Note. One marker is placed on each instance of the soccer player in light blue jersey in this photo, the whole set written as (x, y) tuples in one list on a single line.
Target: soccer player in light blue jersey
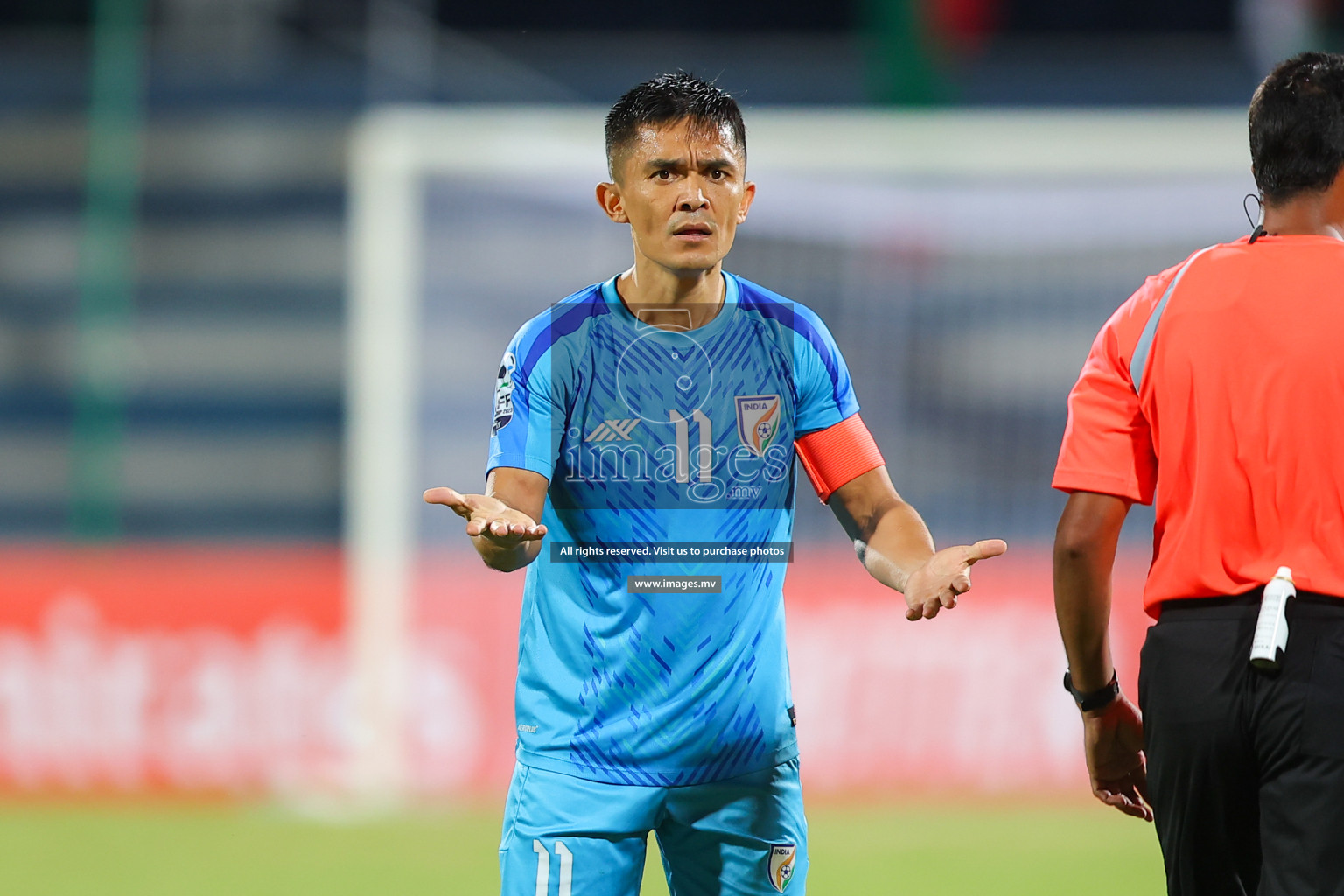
[(642, 471)]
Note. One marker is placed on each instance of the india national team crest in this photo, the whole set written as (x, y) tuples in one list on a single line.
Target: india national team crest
[(759, 421), (781, 864)]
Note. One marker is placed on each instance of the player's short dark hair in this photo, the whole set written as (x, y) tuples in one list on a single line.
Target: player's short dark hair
[(668, 98), (1298, 127)]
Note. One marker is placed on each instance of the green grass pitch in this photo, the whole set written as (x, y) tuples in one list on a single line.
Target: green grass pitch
[(173, 850)]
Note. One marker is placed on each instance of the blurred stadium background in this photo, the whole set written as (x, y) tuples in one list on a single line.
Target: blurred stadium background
[(258, 260)]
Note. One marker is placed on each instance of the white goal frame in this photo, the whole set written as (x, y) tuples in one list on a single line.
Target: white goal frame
[(393, 150)]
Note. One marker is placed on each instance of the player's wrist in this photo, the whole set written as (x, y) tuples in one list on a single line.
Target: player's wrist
[(1095, 700)]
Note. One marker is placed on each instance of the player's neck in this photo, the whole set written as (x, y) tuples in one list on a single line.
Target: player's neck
[(1313, 214), (672, 301)]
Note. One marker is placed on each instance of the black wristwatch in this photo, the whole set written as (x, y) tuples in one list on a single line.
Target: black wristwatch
[(1096, 699)]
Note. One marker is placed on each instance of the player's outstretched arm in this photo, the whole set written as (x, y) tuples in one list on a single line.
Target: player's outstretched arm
[(503, 522), (895, 549), (1113, 735)]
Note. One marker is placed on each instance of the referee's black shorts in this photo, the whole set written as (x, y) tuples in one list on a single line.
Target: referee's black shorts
[(1245, 767)]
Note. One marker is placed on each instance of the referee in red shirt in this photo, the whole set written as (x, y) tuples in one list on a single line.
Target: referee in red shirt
[(1216, 394)]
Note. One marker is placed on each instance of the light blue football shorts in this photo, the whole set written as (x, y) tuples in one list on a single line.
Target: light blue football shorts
[(566, 836)]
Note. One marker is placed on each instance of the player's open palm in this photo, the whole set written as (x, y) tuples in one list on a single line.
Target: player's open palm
[(945, 577), (488, 516)]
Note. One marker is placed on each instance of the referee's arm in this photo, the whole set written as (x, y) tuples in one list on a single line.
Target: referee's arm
[(1113, 735)]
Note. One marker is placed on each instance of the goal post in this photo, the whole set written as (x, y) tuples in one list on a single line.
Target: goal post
[(436, 191)]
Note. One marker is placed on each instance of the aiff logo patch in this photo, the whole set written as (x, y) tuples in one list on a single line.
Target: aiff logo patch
[(781, 864)]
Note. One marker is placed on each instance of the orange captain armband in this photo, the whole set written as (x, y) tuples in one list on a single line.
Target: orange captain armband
[(837, 454)]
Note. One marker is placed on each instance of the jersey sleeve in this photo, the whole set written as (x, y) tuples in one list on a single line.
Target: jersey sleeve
[(822, 381), (527, 407), (1108, 444)]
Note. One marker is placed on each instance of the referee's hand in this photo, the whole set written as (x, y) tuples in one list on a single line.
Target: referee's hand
[(488, 516), (1113, 738)]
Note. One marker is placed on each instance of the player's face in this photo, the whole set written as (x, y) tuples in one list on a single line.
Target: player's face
[(683, 192)]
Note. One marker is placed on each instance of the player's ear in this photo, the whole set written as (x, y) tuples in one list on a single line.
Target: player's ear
[(747, 196), (609, 198)]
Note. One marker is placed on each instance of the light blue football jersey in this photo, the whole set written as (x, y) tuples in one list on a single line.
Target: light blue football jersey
[(660, 439)]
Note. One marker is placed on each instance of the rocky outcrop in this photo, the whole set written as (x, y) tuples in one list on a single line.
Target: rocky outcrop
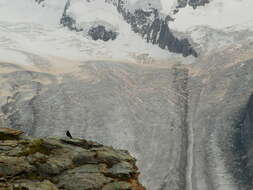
[(101, 33), (155, 29), (52, 163), (148, 23), (193, 3)]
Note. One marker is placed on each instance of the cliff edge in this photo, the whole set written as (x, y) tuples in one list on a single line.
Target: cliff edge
[(55, 163)]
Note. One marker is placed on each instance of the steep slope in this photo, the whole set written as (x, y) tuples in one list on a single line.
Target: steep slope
[(61, 163), (186, 119)]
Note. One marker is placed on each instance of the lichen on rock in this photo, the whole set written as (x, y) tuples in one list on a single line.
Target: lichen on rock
[(58, 163)]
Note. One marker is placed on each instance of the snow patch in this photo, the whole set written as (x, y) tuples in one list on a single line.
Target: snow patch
[(218, 14)]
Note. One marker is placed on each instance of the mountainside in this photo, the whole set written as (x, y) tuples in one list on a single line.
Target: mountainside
[(170, 81), (62, 163)]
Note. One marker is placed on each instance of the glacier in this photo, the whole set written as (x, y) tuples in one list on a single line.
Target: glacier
[(187, 119)]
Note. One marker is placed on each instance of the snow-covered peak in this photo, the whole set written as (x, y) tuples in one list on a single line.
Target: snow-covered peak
[(47, 12)]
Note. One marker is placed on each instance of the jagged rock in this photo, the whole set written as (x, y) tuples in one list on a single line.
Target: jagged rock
[(60, 163), (193, 3), (101, 33), (34, 185), (155, 29)]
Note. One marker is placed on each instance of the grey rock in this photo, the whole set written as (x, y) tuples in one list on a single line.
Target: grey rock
[(101, 33)]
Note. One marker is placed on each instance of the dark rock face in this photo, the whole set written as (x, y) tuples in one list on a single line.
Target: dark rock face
[(100, 33), (148, 24), (155, 29), (68, 21), (193, 3), (49, 164), (242, 150)]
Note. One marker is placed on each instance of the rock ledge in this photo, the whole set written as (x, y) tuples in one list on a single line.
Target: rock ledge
[(53, 163)]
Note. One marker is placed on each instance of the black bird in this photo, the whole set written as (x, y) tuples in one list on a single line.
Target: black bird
[(69, 135)]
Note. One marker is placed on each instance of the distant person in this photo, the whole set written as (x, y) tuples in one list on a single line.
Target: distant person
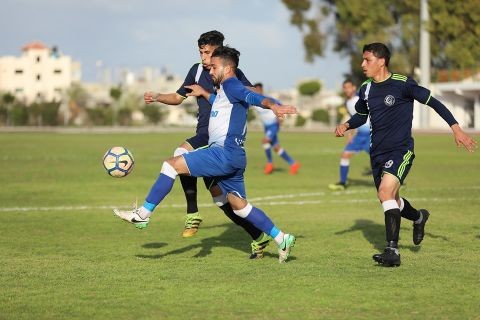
[(387, 98), (199, 74), (225, 157), (271, 126), (360, 141)]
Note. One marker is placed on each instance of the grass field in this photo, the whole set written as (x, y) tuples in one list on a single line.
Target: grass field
[(64, 256)]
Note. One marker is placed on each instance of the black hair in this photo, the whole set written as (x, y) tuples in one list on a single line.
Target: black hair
[(213, 38), (228, 55), (379, 50)]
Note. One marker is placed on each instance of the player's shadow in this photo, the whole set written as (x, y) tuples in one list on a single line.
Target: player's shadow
[(231, 237), (372, 232), (375, 234)]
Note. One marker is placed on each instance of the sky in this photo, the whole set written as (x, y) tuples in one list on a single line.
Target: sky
[(164, 34)]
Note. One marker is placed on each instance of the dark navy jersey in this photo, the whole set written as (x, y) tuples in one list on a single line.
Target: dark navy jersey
[(205, 81), (390, 106)]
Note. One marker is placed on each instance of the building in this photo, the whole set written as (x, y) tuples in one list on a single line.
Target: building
[(39, 74)]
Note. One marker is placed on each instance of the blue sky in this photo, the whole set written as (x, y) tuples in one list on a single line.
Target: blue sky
[(134, 34)]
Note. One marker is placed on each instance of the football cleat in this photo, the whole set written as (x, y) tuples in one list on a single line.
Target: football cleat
[(389, 257), (268, 168), (131, 216), (192, 222), (285, 247), (337, 186), (259, 245), (294, 168), (419, 228)]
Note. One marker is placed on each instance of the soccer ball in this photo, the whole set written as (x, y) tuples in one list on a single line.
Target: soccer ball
[(118, 162)]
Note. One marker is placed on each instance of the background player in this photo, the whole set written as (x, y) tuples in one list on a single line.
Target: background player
[(388, 99), (271, 126), (199, 73), (225, 156), (360, 141)]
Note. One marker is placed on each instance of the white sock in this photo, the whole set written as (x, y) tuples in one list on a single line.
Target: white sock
[(279, 238), (144, 213)]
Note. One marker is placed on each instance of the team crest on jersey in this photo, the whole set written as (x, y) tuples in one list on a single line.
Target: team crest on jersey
[(389, 100), (388, 164)]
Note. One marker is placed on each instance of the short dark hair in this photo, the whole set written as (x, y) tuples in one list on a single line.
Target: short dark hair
[(379, 50), (228, 55), (213, 38)]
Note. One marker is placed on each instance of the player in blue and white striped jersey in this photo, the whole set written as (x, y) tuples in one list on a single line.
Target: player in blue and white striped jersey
[(225, 158), (360, 141), (271, 126)]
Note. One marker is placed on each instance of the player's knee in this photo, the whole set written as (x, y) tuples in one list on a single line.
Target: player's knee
=-=-=-=-=
| TASK |
Return nothing but the lines running from the start of the data to the line with "Note. One marker is placed on each instance of the india", please, both ends included and no pictures.

| REPLY TO THE EXERCISE |
Note. One marker is placed on each instance of the soccer player in light blue jersey in this photo, the whole set written as (x, y) tuples in one list on a single line.
Target: soccer player in light blue jersey
[(642, 471)]
Note. One marker is placed on each instance of the india national team crest in this photo, the whole set written as (x, y) tuples in one list on a single line.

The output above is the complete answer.